**Passage given:**
--

Can NASA be trusted to tell us the true color of Mars?

OH MY GOD!

Do you mean that when NASA hires an undergrad to put images on its rah-rah public websites, they don’t make sure he sets all the sliders in Photoshop exactly the same way on every image?

This is indeed evidence of a deep and troubling conspiracy.

You’d be surprised. :slight_smile:

As you said, NASA is not just a monolith. I think this point cannot be stressed enough. It’s not just all the scientists, who are an ornery bunch not inclined to rule-following. Add in all the engineers who would need to be in on it, all the computer people writing programs to take raw data from instruments and turn it into images and other data, all the people looking at all the data, and * all the people who will ever look at the data in the future *…

NASA is not like the CIA.

Those two images (which appear to actually be the same image*) are both GIF images.

GIF is 8-bit or less images only, meaning that any color on the image will have to fit onto at 256 color pallete. You lose a great deal of color information through this process. There are different methods for deciding what colors wind up in the pallete, and what the individual pixels in the image map to. Because of that, you could take the same image, pick different methods for determining the color map and have what is essentially the same image look very different.

*Which I agree with Podkayne is probably just a mistake made by whatever poor shmuc^?^?^? grad student they got to work on the website.

I trying to figure out to what end this would be for. I mean, is there some crazy-haired scientist in the bowels of NASA jumping about with glee shouting, “The FOOLS! We have them all under our thumb! They all think Mars is red when anyone can plainly see it’s more of a yellowish-green!” I just don’t get it.

I don’t either. Yet…

I’m not exactly sure what the point is. However, there is some lively debate about whether Mars currently has any life on it (I believe it probably does) and whether Mars could have had any life on it in the past. For a long time “science” taught us that Mars was an old cold lifeless planet. Lately, though, as we look more closely at Mars there has been evidence of water. Lots of water. To some that means life.

So perhaps the color debate ties in with the larger debate about life on Mars. I’m still learning.

  1. Good point. I hate it when other people use a term like “the White House said”, and then I did it myself! :wink:

  2. Thank you for stressing that point.

  3. It’s not? Well, perhaps that’s a topic for another thread…

GOM, I think the place for this discussion is in this thread, because the sort of deception you’re attributing to NASA would require the agency to be something completely different from what it is in reality. Anyone who says NASA is like the CIA is probably a disgruntled contractor or an attention whore who gets off on stringing the lunatic fringe along with tales of mysterious disappearing files and visits from men in black.

From the scientist’s point of view, NASA is, at times, a source of money, an irritating bureaucracy, a facilitator of great things, and an interface with the government and thus, to some extent, the taxpayer. It most certainly is not a secretive, all-powerful, draconian mafia with a stranglehold on information flow and a shadowy secret agenda.

NASA’s greatest sins (again, from the point of view of a scientist) are the inevitable consequences of drawing together a large number of freethinking, independent, smart people to try to do science by committee. Nobody gets exactly what he wants from a mission or an instrument or a program. Mistakes are made and it’s not always clear who to blame. NASA also has these weird hangups about accountablity to the public that are very inconvenient to accomodate sometimes. (:))

“Science,” whether you distainfully put it in quotes or not, is not a static entity. It’s not fair to demand that scientists be right about everything all the time! We aren’t omniscient. All we can do is make the best guesses we can based on the information we have in hand. If you can you think of a better way to do things, I’d be delighted to hear it.

--

**Stored data:**
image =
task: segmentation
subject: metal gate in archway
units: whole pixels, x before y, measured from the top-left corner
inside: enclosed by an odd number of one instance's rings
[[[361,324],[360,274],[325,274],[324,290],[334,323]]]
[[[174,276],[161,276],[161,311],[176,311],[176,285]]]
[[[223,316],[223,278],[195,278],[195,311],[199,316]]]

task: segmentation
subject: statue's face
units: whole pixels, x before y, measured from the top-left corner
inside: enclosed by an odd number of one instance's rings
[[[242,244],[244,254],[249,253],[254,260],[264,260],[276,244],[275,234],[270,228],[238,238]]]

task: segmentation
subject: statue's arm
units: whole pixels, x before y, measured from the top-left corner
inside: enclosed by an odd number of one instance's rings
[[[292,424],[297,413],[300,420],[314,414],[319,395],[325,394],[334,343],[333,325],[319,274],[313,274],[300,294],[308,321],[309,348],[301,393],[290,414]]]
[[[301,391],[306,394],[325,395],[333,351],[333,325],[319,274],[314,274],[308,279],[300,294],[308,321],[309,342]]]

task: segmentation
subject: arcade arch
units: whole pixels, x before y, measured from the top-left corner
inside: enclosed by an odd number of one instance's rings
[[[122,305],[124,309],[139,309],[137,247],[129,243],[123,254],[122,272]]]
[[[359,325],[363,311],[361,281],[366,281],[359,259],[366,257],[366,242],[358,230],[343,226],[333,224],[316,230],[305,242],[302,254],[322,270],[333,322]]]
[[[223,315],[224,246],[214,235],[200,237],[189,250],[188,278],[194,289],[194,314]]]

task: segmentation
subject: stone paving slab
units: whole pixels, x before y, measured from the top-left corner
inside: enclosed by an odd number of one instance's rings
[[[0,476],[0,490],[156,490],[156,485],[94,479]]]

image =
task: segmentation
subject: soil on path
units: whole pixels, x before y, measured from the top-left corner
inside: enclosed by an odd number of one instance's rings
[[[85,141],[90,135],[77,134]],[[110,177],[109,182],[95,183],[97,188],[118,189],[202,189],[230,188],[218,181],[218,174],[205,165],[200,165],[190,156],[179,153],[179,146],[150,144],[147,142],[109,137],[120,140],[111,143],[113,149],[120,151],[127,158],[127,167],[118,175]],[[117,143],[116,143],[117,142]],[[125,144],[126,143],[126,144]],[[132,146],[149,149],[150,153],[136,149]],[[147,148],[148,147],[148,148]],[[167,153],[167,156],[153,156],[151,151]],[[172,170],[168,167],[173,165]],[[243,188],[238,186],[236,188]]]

--

**Set of tasks:**
#1 Answer these from the thread on the color of Mars:
(a) How many colors can a GIF palette hold?
(b) Which agency does the thread say NASA is not like?
(c) What has recent, closer study of Mars found evidence of?
#2 Please extend the thread on the color of Mars, starting after its last sentence.
The records are separate material and have nothing to do with the thread on the color of Mars.

**Results by task:**
#1
(a) 256 colors.
(b) The CIA.
(c) Water, and lots of it.

#2
There is a long traditition of great hope for life on Mars, and the Viking missions, to many, were a great disappointment. However, Viking never proved that there was no water on Mars. All it showed was that there was very little water at the landing sites, and at the resolution of the Viking orbiters there was no evidence for suface water in the present epoch. Given the absence of evidence of the copious amounts of surface water that we were hoping for, the picture Viking painted of a bone-dry, dead Mars was very sobering to the scientific community.

Is it surprising that with better missions and higher resolution imagery, we’re finding new information? Isn’t that the whole point of exploration? It’s hardly evidence of a conspiracy that, given new data, scientists come to different conclusions! If NASA really was falsifying data from Mars, wouldn’t they have presented a more consistent picture of Mars, rather than an inconsistent one, filled with mistakes, false starts, revisions, and retractions?

Is there life on Mars? I have to give the scientist’s answer: I don’t know. We do not have any solid evidence for the existence of life there, but what we do have is evidence that Mars may be more hospitable to life than we thought in the post-Viking era. To say that there is evidence for “lots” of liquid water at the surface of Mars today might be overstating the case a bit, but many scientists are quite enthusiastic about the possibility of near-surface aquifers.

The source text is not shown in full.